### TO BE DONE
Rewrite all of the data below, replacing every "screenshot" with "image" and changing nothing else. Leave the pictures out of your answer.

### EXTRACTED INFORMATION
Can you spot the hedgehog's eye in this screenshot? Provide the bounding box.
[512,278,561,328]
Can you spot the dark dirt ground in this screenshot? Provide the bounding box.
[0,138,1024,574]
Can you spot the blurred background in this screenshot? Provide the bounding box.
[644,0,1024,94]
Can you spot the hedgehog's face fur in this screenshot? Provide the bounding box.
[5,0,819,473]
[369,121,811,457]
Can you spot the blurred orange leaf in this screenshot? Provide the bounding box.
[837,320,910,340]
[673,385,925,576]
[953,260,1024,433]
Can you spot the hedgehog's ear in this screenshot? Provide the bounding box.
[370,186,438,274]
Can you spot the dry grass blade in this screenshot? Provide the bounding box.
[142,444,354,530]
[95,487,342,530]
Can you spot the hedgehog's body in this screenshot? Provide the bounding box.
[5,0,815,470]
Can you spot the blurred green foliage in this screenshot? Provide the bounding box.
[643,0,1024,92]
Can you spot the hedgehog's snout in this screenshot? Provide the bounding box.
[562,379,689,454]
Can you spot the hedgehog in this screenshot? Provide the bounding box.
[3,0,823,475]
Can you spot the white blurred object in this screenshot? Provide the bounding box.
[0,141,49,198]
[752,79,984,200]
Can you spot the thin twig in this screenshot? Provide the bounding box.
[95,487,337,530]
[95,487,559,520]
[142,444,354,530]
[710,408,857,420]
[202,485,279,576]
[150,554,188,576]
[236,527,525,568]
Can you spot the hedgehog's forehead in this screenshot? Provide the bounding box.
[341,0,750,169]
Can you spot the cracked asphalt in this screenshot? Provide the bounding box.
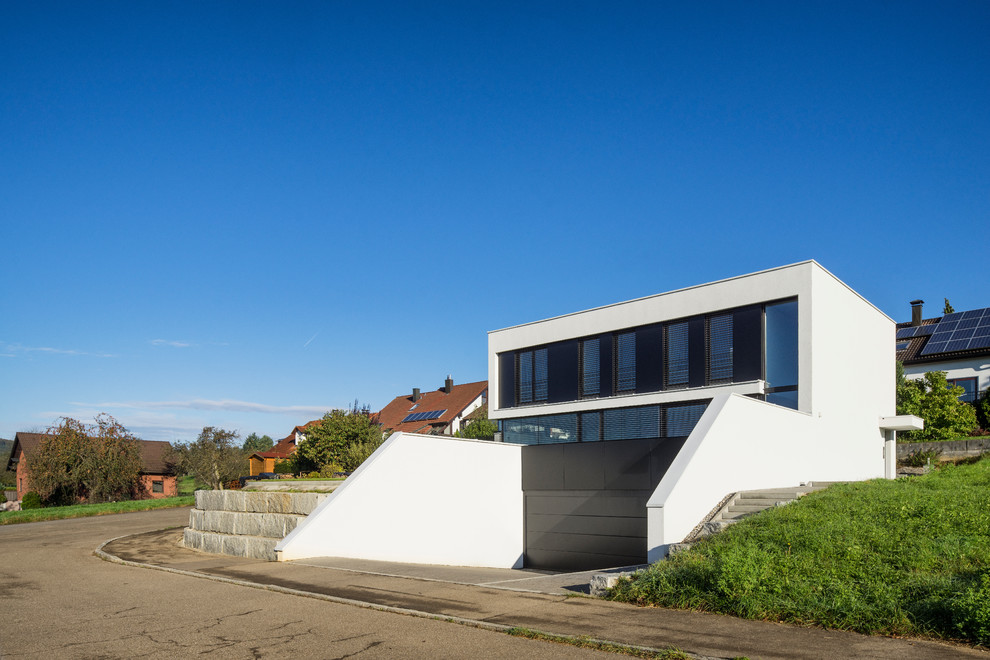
[0,509,617,660]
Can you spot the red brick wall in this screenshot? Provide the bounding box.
[141,474,179,500]
[17,450,31,500]
[17,451,179,500]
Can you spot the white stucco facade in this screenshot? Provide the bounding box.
[277,261,895,567]
[275,433,523,568]
[488,261,895,560]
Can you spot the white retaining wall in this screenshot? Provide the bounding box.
[275,433,524,568]
[646,394,883,562]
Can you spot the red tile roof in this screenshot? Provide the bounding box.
[374,380,488,433]
[7,433,172,475]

### SOLUTION
Can you spot the hedgehog's eye in this image? Provide the bounding box.
[512,278,561,328]
Can you spot the dark dirt ground in this image? Provide the bounding box.
[0,138,1024,574]
Can you spot the blurred background in this image? Provide the bounding box.
[644,0,1024,94]
Can you spot the hedgehog's face fur in this image? Provide the bounding box.
[5,0,819,473]
[369,121,811,457]
Can you spot the blurred orange leaf in this image? Provide the bounding box.
[837,320,910,340]
[673,385,925,576]
[953,260,1024,433]
Can you spot the hedgehog's ear in this image? Provide the bounding box.
[370,186,438,274]
Can you spot the dry grass blade in this image? Provide the bounding box.
[142,444,354,530]
[95,487,342,530]
Can you spot the hedgehog's body in this image? Provide the bounding box.
[5,0,815,470]
Can you spot the blurred green foliage in this image? Provide the bounding box.
[643,0,1024,92]
Can you spot the hedgehog's snout in this image? Provide the bounding box.
[562,379,689,454]
Can you spot the hedgehog in this image? Provide the bounding box.
[3,0,823,475]
Can you spot the white blurred object in this image? Provide the bounding box.
[0,141,49,198]
[752,79,984,200]
Can you spot the thin twig in this image? Provide the bounding box.
[95,487,337,530]
[95,487,559,520]
[142,444,354,530]
[710,408,857,420]
[202,485,279,576]
[150,554,188,576]
[236,527,525,568]
Can you spot the hedgehog's forehead in this image? Provide the bounding box.
[341,0,750,169]
Can you spot the cracked asphalt in this image? Provide the bounding box.
[0,509,617,660]
Can you spot the red brick wall in this image? Provide the bounding box.
[141,474,179,500]
[17,450,31,500]
[17,451,179,500]
Can you spot the white stucco facade in this image? Provide the bounding box.
[277,261,895,567]
[275,433,523,568]
[488,261,895,560]
Can you spot the white retaining wall in this image? Provide the bounding box.
[275,433,524,568]
[646,394,883,562]
Can you spot the red tile roof in this image? Provide the bounding box.
[374,380,488,433]
[7,433,172,475]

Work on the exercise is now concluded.